• Data supplied:
****************

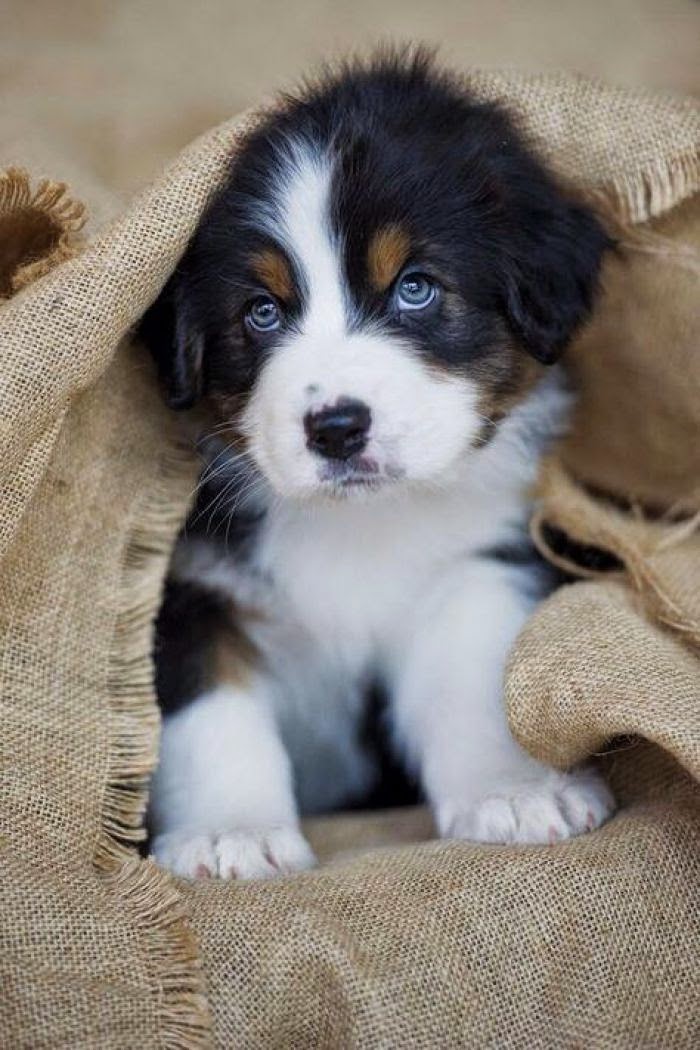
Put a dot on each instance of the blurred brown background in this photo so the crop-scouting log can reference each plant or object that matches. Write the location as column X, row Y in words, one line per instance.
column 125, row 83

****************

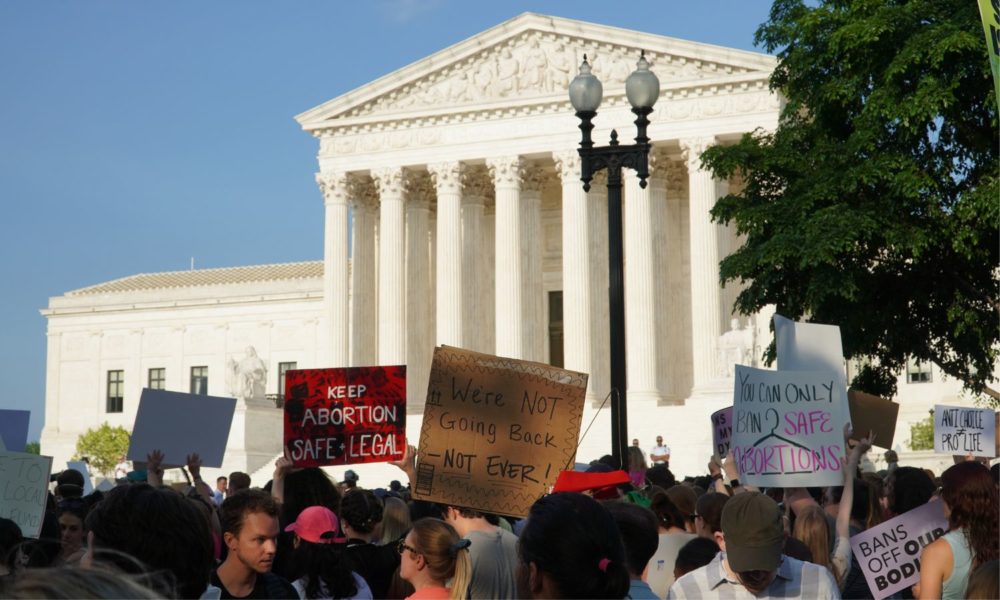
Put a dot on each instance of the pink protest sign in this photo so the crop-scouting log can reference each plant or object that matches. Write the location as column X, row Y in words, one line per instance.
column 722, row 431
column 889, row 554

****************

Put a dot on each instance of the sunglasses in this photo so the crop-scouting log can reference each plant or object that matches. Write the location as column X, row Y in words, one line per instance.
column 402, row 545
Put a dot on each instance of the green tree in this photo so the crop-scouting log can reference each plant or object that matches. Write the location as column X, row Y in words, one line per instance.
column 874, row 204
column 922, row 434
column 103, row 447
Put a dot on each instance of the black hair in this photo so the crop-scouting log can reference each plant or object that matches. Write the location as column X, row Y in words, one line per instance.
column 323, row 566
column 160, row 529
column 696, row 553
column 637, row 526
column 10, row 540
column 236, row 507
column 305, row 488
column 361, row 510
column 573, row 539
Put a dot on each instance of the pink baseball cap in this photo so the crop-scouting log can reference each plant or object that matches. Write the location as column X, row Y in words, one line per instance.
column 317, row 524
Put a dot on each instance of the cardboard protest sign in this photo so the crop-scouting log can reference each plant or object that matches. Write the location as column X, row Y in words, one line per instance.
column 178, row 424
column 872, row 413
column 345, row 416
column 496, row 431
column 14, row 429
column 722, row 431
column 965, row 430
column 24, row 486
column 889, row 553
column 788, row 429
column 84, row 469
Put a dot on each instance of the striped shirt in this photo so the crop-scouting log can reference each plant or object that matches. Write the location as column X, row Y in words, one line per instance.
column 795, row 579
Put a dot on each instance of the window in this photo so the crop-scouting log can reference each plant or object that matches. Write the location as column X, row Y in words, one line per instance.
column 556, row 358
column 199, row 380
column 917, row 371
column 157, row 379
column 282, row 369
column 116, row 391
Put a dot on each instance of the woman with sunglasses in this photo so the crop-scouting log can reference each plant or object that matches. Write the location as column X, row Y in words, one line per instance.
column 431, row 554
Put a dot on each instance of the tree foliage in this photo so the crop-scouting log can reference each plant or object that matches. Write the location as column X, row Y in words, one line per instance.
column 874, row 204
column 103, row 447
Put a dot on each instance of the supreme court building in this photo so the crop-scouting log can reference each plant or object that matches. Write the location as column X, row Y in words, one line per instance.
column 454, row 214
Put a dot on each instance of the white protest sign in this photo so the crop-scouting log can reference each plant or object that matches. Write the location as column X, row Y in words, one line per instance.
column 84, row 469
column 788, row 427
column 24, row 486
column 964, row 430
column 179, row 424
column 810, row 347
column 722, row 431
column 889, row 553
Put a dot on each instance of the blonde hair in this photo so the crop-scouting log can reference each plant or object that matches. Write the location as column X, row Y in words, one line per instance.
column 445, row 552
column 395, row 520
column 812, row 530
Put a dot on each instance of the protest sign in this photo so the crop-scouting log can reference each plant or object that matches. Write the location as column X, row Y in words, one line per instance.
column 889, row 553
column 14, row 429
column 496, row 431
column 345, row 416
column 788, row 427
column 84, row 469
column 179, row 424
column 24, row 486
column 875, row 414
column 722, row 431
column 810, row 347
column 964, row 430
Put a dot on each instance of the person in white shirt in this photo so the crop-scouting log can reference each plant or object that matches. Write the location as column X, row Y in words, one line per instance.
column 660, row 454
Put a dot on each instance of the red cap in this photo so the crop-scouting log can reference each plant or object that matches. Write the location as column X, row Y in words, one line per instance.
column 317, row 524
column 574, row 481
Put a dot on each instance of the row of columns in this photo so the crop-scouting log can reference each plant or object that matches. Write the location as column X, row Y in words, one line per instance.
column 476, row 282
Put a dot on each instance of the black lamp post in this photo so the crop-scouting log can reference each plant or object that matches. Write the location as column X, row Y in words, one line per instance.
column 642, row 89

****************

• Stated goal:
Transcribe the data above word for word, everything from the line containing "Put a dot on each instance of the blurred" down to the line containing "column 125, row 83", both of those lines included.

• Written answer:
Put a dot on each instance of the blurred brown background in this photo so the crop-scouting log can reference each plant or object that matches. Write the location as column X, row Y in words, one line per instance.
column 125, row 83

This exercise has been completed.